> If you have input that would allow the standard to enable developers to output Unicode cleanly on Windows, I'd be very happy to add anything that's required for it to the standard.
Yes, I have an input on this. And to answer your question “how
would allow the standard to enable developers to output Unicode cleanly on Windows?”
The answer is you don’t! Or better yet, you don’t on any platform either they be Windows or Linux or other.
When you write using the standard output (which std::print does), there’s an implicit contract that there is a form of IPC and an API which you can call in order to transfer your bytes from your
user application to a console application on the other end of that IPC.
You can only copy bytes to this IPC and there’s no explicit agreement that the application on the other end will interpret that as Unicode. Even if you tried to standardize this in C++, the application
on the other side is often not written in C++ anyways, and it can just causally ignore whatever rule you set forth.
The application that decides if it’s Unicode or not is the console application, not the user’s application.
Right now, things only work because most consoles implicitly agree to print out ASCII for codepoints up to 7bits (as a default, not always true everywhere), 8bit codepoints is whatever there’s
no consistency there, and more recently there is a shift to start interpreting thing as UTF-8 (but nothing is guaranteed, on any platform including unix based).
If a user wants to use things like “std::vprint_unicode” which has been explicitly designed to operate with WriteConsoleW, they already need to explicitly acknowledge that their application is
being explicitly written targeting a Windows platform, and that point they might as well just use WriteConsoleW themselves.
Note that this only works if the console application is the Windows terminal, or if it uses the Console Buffer IPC, otherwise WriteConsoleW does nothing.
Ok so this is what you should do:
The user can then check whatever system they have, control whatever code points their console support, and if it all checks out, then they can
Step 1. format in UTF-8
Step 2. Send it to the output buffer
(or format into UTF16 and send it to WriteConsoleW, it is up to them)
I have been modeling Unicode in my own console applications for a long time now, in an extremely easy way, UTF-8, UTF-16, UTF-32, all of them in the same stream at the same time and do it all
on the stack, easy peasy, because of 1 thing.
My formatting is not attached to my output, that is what’s killing it.
If you want I can show you some ideas regarding how I have been handling that in my library “https://github.com/tmiguelf/logger”.

Work required: Reproduce word for word the part of the forum post on Unicode console output that runs from "The answer is" to "of that IPC.".

Excerpted data:

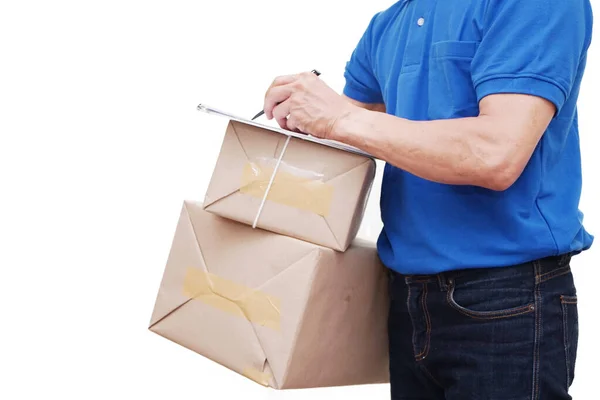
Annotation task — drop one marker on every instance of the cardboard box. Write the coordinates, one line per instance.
(282, 312)
(318, 193)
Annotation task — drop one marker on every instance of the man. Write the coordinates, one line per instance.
(472, 104)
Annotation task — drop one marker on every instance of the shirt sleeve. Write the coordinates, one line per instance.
(532, 47)
(361, 83)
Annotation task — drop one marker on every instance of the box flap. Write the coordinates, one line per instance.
(258, 288)
(313, 194)
(230, 164)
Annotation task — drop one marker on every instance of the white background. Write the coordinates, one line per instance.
(101, 142)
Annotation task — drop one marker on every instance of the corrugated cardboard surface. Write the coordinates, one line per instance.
(282, 312)
(319, 193)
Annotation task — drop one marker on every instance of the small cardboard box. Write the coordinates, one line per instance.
(282, 312)
(318, 192)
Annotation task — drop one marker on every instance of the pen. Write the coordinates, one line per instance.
(314, 71)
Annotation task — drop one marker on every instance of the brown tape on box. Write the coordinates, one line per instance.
(289, 187)
(232, 298)
(262, 378)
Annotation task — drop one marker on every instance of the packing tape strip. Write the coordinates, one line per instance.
(287, 188)
(233, 298)
(260, 377)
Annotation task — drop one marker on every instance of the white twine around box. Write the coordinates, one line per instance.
(264, 199)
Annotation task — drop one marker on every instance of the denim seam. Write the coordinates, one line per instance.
(423, 354)
(537, 334)
(553, 274)
(565, 339)
(430, 375)
(412, 320)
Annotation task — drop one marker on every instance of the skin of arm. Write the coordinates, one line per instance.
(490, 150)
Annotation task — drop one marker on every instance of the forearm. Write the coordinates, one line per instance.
(455, 151)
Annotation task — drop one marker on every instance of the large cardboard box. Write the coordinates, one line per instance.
(318, 193)
(283, 312)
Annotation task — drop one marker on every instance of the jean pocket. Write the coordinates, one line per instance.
(489, 302)
(570, 333)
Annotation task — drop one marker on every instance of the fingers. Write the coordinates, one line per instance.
(275, 96)
(283, 80)
(280, 113)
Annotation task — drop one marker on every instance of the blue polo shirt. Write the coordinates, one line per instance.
(434, 59)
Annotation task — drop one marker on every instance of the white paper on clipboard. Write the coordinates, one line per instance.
(211, 110)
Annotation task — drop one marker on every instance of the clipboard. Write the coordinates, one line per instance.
(331, 143)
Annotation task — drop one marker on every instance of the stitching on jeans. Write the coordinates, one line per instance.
(426, 371)
(487, 315)
(537, 334)
(412, 320)
(420, 280)
(565, 338)
(425, 352)
(568, 299)
(553, 274)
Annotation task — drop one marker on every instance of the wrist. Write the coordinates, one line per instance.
(346, 123)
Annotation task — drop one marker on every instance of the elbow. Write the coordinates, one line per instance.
(501, 174)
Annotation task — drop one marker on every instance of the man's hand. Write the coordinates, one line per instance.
(304, 103)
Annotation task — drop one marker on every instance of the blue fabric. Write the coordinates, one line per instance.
(429, 59)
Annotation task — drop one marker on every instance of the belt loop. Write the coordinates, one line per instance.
(443, 281)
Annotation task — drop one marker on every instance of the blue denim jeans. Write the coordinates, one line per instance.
(505, 333)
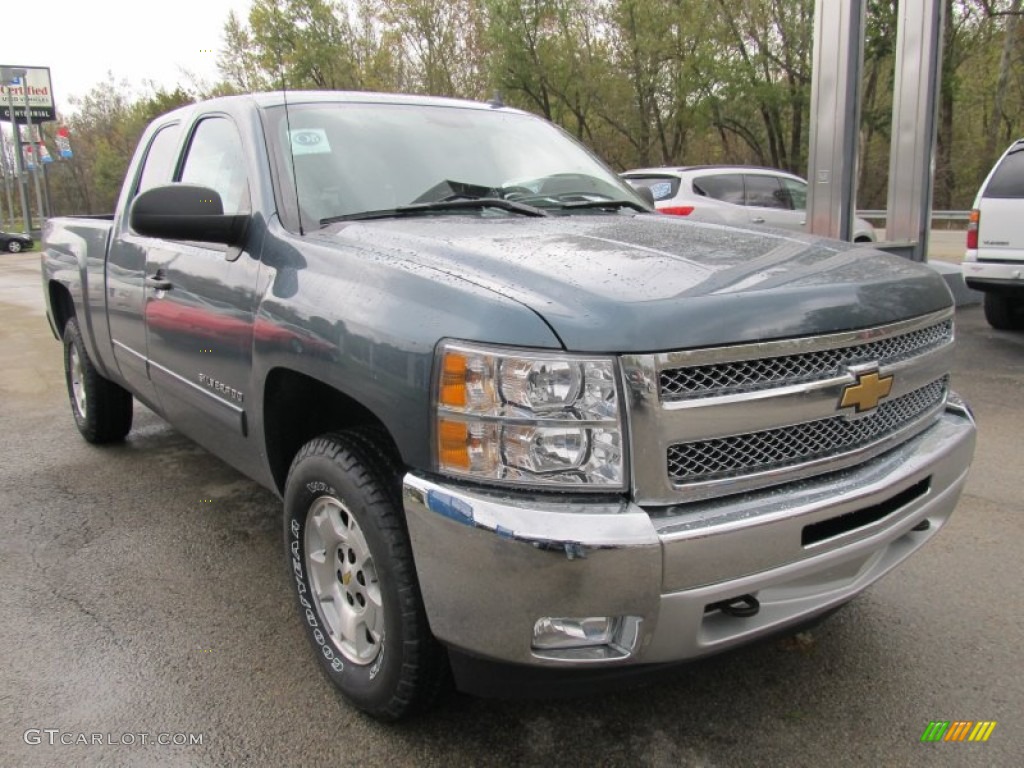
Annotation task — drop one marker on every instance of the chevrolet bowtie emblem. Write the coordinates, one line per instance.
(865, 393)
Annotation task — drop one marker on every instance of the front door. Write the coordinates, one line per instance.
(200, 312)
(126, 285)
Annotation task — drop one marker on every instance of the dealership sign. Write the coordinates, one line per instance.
(35, 83)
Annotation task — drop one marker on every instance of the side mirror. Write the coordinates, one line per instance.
(646, 195)
(185, 212)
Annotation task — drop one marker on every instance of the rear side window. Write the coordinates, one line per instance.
(160, 159)
(726, 186)
(765, 192)
(1008, 181)
(663, 187)
(215, 160)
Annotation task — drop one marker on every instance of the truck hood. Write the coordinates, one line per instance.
(633, 284)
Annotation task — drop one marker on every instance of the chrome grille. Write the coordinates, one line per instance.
(747, 376)
(757, 452)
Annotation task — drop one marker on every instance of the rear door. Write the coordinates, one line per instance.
(769, 204)
(724, 193)
(1000, 233)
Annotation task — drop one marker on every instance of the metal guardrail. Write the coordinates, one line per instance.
(936, 215)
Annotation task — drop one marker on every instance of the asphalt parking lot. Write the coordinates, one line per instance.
(144, 592)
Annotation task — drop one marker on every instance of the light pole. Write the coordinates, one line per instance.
(35, 150)
(7, 173)
(9, 75)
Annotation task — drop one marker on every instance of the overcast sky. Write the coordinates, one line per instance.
(81, 41)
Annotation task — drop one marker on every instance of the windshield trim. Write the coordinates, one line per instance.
(281, 162)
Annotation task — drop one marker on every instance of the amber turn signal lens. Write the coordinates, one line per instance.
(454, 372)
(453, 443)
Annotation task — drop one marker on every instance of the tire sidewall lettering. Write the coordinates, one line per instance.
(337, 666)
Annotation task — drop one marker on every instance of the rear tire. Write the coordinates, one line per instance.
(1004, 312)
(351, 563)
(101, 409)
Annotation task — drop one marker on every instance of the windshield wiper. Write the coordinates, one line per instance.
(583, 204)
(453, 204)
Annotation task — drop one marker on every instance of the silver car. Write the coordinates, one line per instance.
(734, 195)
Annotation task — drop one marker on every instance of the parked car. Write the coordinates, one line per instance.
(994, 259)
(15, 242)
(734, 195)
(526, 431)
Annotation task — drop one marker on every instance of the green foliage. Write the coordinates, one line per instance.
(642, 82)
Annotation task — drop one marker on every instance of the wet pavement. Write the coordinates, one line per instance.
(144, 593)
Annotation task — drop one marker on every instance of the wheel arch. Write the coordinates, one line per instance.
(298, 408)
(61, 306)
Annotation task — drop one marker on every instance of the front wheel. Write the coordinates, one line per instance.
(351, 563)
(101, 409)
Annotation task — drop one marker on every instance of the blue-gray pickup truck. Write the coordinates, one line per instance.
(527, 432)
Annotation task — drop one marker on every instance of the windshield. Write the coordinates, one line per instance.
(352, 159)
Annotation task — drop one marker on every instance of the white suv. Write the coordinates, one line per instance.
(994, 259)
(734, 195)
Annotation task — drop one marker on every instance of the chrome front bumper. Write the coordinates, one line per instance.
(492, 564)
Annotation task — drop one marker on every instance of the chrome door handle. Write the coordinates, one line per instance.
(159, 283)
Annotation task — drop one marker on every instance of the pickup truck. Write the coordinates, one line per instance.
(529, 435)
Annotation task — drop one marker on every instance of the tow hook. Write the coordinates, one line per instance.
(743, 606)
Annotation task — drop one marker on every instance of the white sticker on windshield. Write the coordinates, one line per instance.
(309, 141)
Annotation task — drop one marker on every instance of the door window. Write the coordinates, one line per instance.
(725, 186)
(797, 192)
(215, 160)
(159, 164)
(1008, 181)
(765, 192)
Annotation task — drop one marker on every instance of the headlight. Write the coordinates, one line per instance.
(521, 417)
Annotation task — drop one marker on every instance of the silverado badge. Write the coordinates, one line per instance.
(865, 393)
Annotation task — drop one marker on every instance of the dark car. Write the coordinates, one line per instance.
(15, 242)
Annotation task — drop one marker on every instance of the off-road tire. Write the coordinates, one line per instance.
(1004, 312)
(353, 474)
(101, 409)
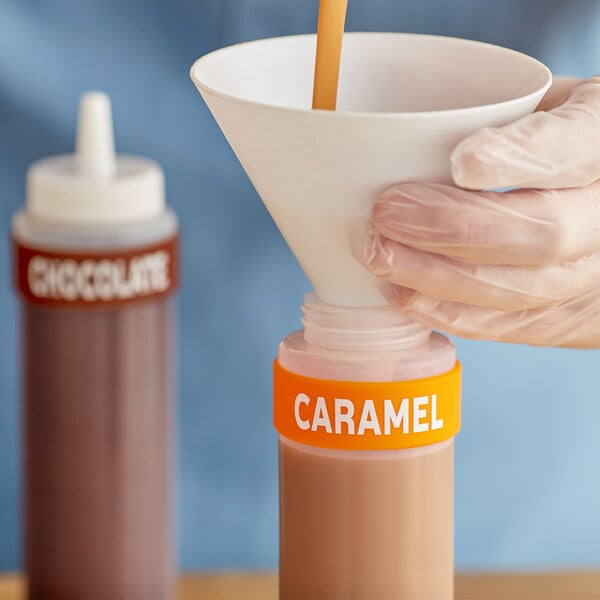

Worked solution:
The answer is you don’t! Or better yet, you don’t on any platform either they be Windows or Linux or other.
When you write using the standard output (which std::print does), there’s an implicit contract that there is a form of IPC and an API which you can call in order to transfer your bytes from your
user application to a console application on the other end of that IPC.